OBJECTIVE » Rewrite these lines with "each instance" renamed to "every instance" wherever it occurs, leaving everything else untouched.

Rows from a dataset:
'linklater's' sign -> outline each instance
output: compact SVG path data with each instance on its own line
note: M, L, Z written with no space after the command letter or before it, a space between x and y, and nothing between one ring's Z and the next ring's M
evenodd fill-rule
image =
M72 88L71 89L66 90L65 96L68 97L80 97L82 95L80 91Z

CORRECT ANSWER »
'linklater's' sign -> outline every instance
output: compact SVG path data with every instance on its own line
note: M, L, Z written with no space after the command letter or before it, a space between x and y, and nothing between one ring's Z and the next ring's M
evenodd fill-rule
image =
M72 88L71 89L66 90L65 96L68 97L80 97L82 95L80 91Z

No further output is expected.